- Task brief -
Locate each line in the records below that contains the string "head" and copy it. Case counts.

- Items -
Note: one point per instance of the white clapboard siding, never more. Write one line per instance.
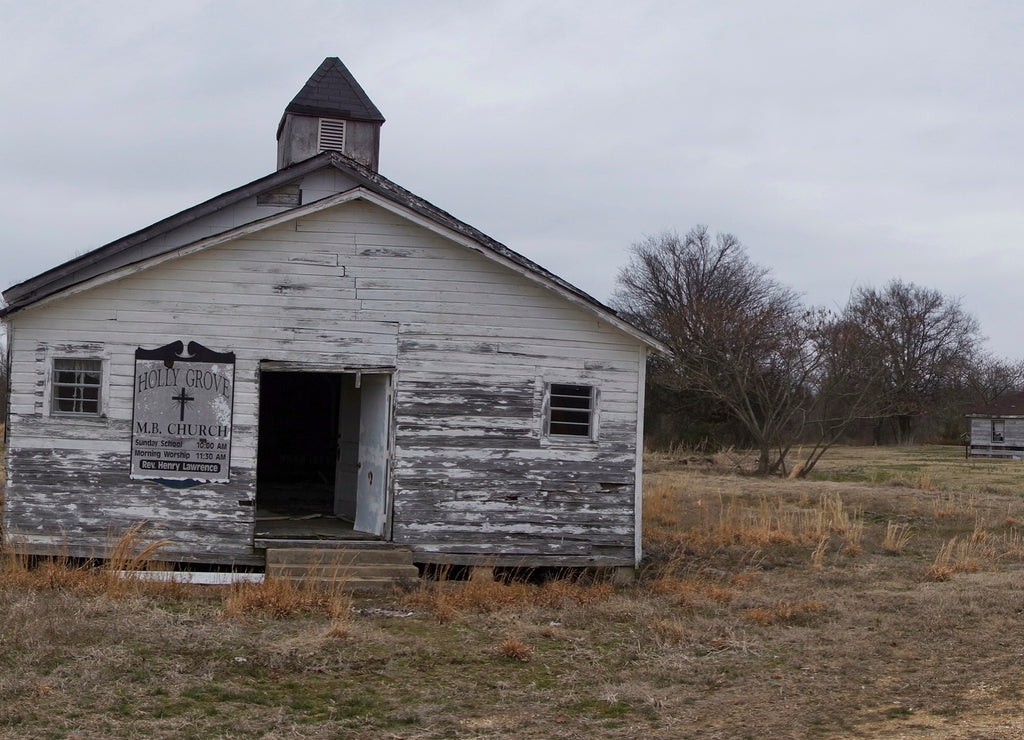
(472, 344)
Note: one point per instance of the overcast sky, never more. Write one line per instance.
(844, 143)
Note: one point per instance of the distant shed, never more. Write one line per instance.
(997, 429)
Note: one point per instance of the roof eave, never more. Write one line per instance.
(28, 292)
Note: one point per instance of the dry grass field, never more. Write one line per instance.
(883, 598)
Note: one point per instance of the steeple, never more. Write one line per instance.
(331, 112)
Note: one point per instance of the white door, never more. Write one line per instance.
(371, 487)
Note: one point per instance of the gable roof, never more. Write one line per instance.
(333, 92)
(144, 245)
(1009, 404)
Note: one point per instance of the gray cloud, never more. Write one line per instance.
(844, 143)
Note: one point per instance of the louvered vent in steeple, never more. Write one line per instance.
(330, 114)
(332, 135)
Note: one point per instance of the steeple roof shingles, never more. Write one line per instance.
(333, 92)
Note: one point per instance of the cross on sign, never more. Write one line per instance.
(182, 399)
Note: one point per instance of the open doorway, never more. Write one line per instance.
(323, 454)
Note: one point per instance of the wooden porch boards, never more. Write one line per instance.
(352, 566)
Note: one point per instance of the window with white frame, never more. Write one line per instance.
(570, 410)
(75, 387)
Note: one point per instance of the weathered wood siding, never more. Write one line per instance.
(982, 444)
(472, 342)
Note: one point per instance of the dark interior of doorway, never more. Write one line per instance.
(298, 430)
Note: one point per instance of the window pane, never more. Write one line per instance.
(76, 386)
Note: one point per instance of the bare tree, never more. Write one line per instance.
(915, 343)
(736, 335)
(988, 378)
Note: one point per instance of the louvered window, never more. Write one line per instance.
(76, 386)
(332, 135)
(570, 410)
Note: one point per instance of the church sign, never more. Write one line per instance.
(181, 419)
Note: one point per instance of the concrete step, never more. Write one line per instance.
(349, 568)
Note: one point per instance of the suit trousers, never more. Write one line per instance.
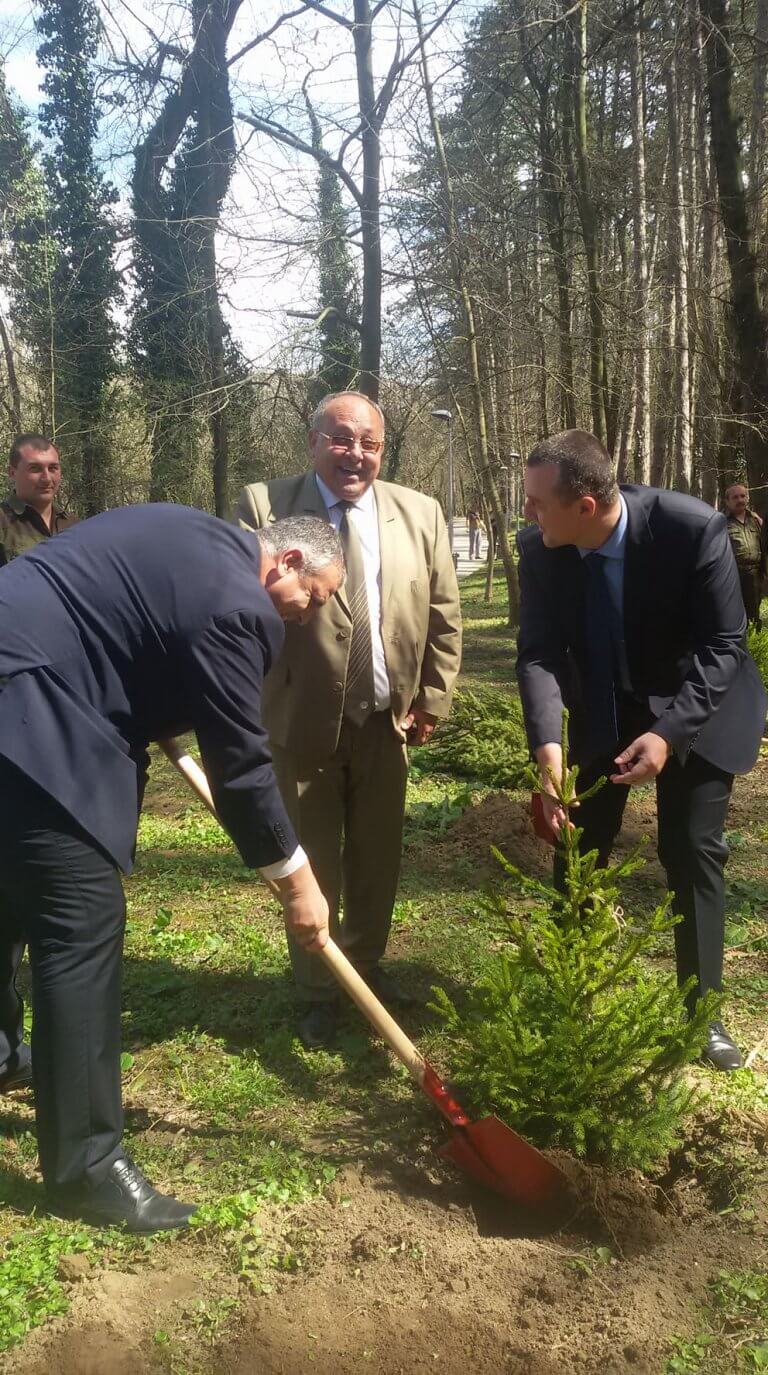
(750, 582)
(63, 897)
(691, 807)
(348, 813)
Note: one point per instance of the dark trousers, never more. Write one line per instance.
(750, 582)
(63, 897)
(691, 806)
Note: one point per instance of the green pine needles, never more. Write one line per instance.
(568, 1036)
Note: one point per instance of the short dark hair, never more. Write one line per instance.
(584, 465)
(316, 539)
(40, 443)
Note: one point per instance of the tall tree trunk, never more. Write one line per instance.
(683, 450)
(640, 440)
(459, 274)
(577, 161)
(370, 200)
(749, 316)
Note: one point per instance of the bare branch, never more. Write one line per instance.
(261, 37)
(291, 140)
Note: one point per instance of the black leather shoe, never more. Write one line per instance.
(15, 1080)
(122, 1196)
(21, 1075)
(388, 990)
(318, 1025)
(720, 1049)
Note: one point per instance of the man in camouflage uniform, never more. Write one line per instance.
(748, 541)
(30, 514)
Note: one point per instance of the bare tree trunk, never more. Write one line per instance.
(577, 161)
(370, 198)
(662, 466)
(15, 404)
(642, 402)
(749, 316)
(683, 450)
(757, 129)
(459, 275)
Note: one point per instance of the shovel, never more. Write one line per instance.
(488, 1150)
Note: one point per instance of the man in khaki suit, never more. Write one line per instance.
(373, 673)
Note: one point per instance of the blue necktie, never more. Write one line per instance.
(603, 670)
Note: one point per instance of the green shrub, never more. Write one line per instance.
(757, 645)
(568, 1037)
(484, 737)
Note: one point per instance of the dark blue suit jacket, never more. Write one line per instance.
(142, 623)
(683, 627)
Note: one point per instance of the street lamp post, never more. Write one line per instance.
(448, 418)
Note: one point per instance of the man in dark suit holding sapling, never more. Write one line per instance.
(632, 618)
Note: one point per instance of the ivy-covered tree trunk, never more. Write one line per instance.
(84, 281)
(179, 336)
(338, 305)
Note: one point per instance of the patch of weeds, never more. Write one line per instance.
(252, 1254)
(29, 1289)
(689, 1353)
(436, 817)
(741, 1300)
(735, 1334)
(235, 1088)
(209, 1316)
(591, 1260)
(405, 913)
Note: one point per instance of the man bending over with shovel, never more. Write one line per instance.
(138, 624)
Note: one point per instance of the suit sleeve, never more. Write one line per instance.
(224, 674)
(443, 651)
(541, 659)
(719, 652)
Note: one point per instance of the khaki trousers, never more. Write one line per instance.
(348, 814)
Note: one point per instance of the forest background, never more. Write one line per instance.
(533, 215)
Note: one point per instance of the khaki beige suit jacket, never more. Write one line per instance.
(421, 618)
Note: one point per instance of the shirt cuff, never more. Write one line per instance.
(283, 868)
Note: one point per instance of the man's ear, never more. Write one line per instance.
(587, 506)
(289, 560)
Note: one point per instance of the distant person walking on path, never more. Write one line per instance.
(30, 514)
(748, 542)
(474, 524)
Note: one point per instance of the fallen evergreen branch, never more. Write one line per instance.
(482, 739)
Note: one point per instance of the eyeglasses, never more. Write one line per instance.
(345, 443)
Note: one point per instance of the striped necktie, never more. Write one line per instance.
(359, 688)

---

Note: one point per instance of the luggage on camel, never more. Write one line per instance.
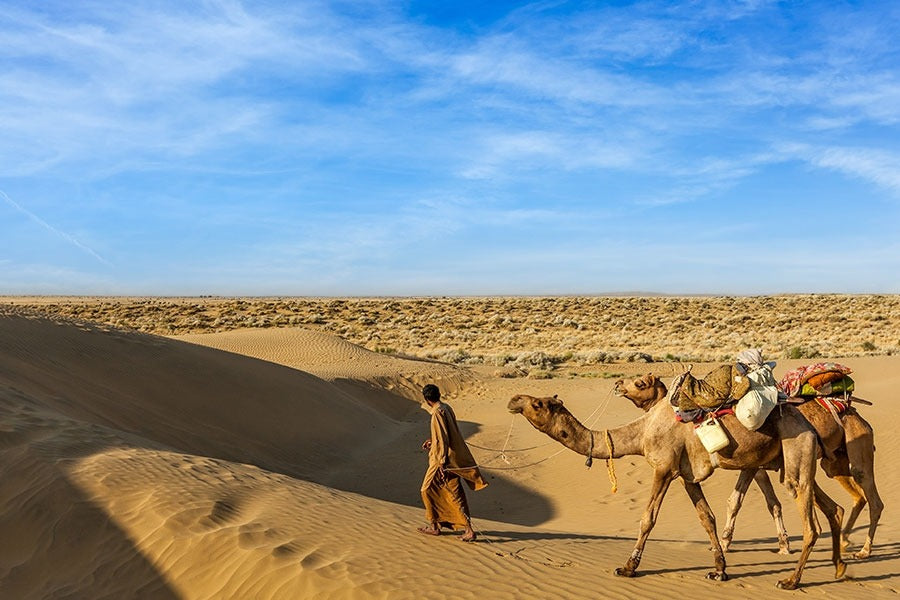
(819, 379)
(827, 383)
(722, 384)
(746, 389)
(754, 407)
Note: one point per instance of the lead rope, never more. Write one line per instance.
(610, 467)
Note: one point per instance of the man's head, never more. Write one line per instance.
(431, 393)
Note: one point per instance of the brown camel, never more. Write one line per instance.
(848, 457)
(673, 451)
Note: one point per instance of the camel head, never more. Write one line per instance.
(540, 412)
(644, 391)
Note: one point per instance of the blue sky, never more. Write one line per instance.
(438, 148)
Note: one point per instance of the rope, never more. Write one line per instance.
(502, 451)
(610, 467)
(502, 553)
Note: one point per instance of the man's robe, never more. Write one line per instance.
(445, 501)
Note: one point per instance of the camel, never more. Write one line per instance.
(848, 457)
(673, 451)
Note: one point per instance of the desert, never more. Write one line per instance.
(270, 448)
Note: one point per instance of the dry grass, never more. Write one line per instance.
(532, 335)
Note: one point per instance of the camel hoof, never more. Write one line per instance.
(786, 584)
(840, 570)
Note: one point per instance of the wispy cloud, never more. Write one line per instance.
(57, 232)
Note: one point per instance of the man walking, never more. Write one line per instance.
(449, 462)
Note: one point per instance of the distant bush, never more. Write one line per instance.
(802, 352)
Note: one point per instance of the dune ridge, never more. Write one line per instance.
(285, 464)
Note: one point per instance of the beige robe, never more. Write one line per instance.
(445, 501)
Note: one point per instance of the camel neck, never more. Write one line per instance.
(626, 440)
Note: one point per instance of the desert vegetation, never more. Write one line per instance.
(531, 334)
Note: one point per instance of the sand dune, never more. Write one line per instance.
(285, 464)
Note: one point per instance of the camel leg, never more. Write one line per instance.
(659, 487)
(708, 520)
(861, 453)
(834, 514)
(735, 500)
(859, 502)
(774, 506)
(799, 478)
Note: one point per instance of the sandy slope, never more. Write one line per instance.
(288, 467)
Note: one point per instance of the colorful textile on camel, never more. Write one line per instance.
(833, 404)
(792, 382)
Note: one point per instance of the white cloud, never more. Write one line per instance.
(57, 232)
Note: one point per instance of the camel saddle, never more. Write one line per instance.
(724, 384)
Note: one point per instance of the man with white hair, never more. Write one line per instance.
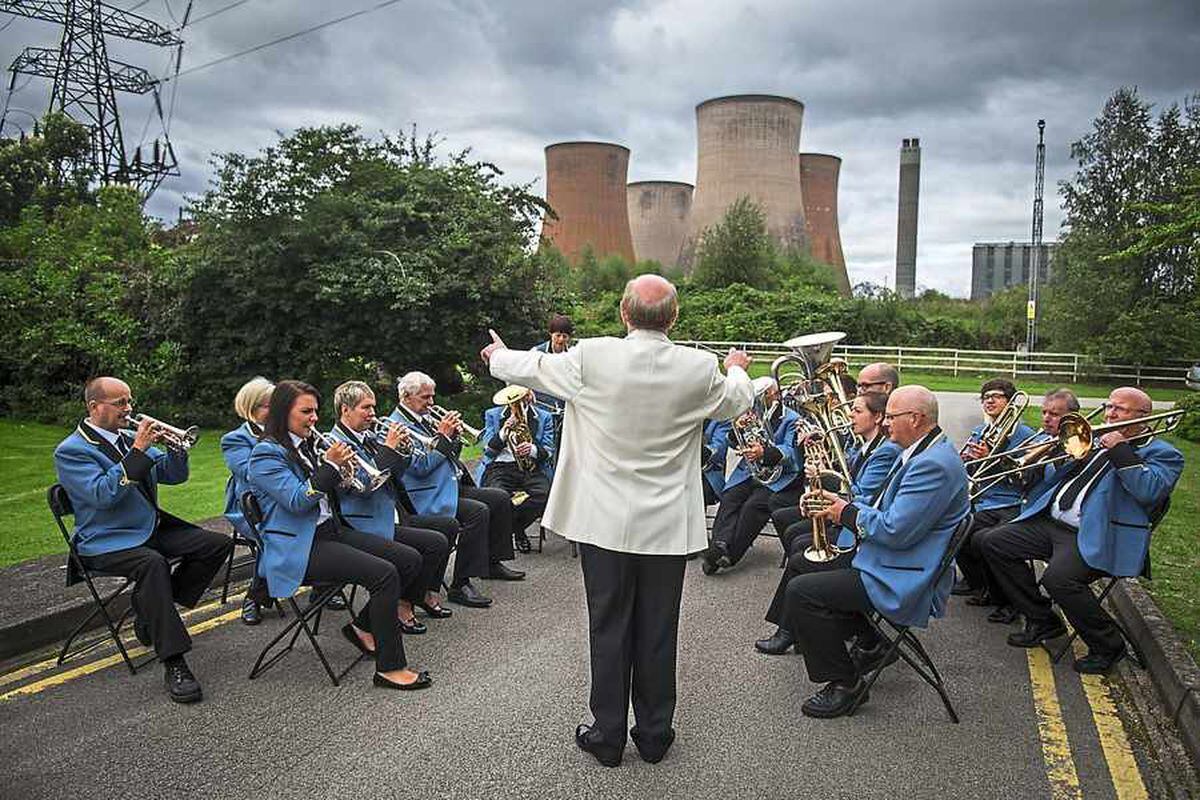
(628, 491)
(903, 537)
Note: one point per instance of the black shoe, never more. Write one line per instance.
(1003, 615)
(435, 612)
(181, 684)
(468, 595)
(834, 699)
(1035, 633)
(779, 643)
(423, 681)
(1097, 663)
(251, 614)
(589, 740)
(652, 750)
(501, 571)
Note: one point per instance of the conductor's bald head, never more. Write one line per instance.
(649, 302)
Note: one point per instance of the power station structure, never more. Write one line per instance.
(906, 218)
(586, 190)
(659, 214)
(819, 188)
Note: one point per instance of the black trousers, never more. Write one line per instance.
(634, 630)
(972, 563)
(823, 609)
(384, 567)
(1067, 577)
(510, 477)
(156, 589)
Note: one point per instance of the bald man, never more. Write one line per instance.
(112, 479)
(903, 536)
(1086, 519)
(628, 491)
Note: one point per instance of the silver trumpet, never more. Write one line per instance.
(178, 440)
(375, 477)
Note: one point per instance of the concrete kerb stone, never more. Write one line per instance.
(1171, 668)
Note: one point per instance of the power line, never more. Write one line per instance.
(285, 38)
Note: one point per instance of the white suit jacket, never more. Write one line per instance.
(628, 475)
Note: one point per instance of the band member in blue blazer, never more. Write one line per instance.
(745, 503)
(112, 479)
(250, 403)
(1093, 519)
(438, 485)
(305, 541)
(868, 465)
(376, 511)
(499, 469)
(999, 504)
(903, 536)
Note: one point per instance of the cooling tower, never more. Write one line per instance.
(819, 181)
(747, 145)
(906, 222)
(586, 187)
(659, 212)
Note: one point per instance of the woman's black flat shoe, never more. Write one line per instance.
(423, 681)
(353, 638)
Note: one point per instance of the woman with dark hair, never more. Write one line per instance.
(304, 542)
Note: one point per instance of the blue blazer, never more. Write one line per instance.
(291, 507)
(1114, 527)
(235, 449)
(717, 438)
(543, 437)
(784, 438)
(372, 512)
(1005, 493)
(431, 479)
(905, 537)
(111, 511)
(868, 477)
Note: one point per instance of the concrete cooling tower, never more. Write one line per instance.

- Answer in full -
Note: one point per instance of the man's head, never more. Write one line per instance.
Note: one point per instance of the camel head, never more. Write one line per instance.
Note: one point per instance of the conductor's bald head, never more. Write one line per instance.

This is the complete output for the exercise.